Problem statement:
From the first line to the last, copy the data exactly and drop the pictures.

Stored data:
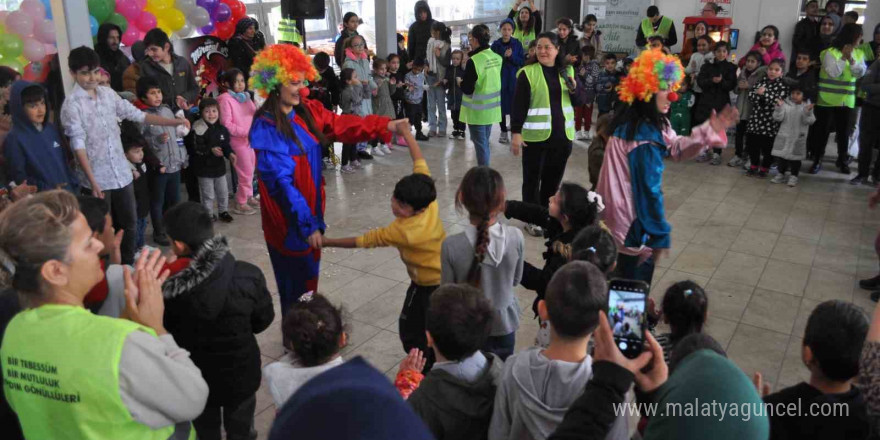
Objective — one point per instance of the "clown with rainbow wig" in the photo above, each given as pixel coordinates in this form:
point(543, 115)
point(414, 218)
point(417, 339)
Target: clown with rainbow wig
point(288, 133)
point(630, 181)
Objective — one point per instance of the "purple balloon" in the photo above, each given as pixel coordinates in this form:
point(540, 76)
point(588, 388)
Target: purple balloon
point(207, 29)
point(222, 14)
point(210, 5)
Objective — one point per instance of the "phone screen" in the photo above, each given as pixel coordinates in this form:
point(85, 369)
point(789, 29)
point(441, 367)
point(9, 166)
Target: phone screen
point(626, 315)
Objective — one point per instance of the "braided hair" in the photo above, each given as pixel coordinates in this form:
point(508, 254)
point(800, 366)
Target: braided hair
point(482, 193)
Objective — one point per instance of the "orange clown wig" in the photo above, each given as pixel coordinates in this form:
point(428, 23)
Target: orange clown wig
point(277, 65)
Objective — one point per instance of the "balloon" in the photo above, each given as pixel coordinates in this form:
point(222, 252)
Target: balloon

Response to the task:
Objective — one point per instance of the "clown with rainbow wig" in the photo above, each given as pixel coordinates in this form:
point(543, 115)
point(414, 218)
point(417, 339)
Target: clown with rainbow wig
point(288, 133)
point(630, 181)
Objective — one point per instance of the "purple balloon" in the photo above, each given as pixel coordinates in this form:
point(540, 76)
point(588, 388)
Target: purple balloon
point(207, 29)
point(222, 14)
point(210, 5)
Objective — one point per instance of the "phone screen" in the photo above, each given as pixel coordinates in this form:
point(85, 369)
point(789, 29)
point(441, 367)
point(9, 166)
Target: phone screen
point(626, 315)
Objective — one point per instance of the "braided hair" in the photo above, each given as pixel coordinates in this form:
point(508, 254)
point(800, 366)
Target: braided hair
point(482, 193)
Objective — one point per instance of the "orange clown wig" in the photo above, each given as pixel coordinates in this form:
point(428, 23)
Target: orange clown wig
point(277, 65)
Objective — one point per instance of the "balloon" in the photo above, each given as pixel coordinates in this form:
point(222, 252)
Target: balloon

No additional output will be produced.